* **GIVEN EXERCISE**
Reproduce every row, substituting "one-story" for each occurrence of "single-story" and keeping everything else unchanged. Omit the pictures from your output.

* **SUPPLIED DATA**
******************************

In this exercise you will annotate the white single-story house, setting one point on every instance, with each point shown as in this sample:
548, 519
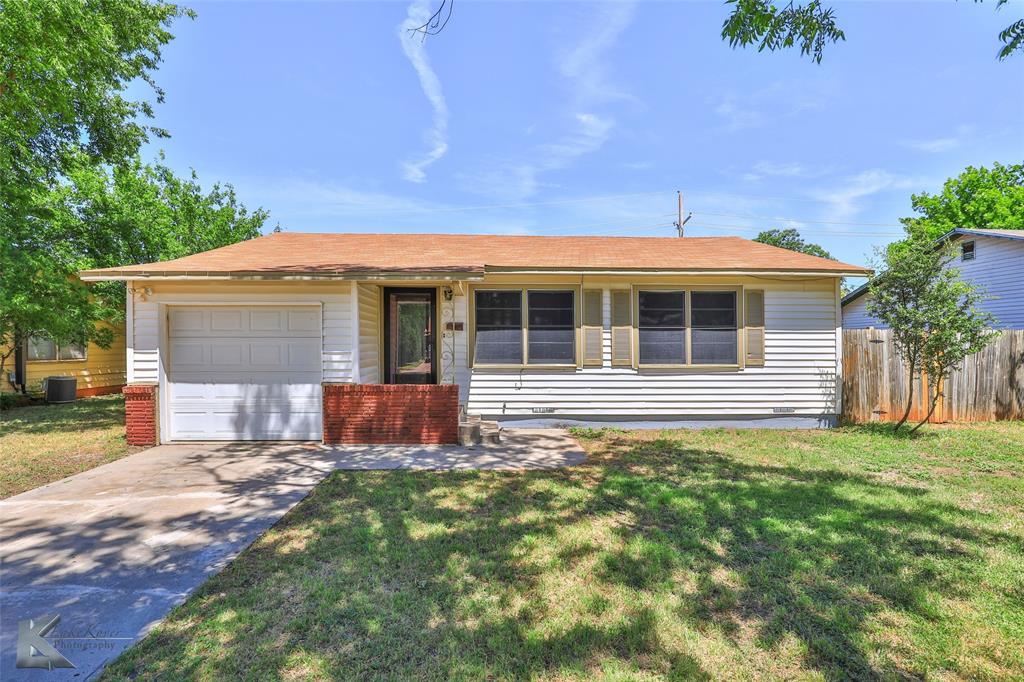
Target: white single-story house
991, 258
390, 338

******************************

* **FULL ANSWER**
In this exercise you will annotate the white one-story house, setting one point on every instance, with each point shown as in this sample:
548, 519
Target: white one-story house
991, 258
390, 338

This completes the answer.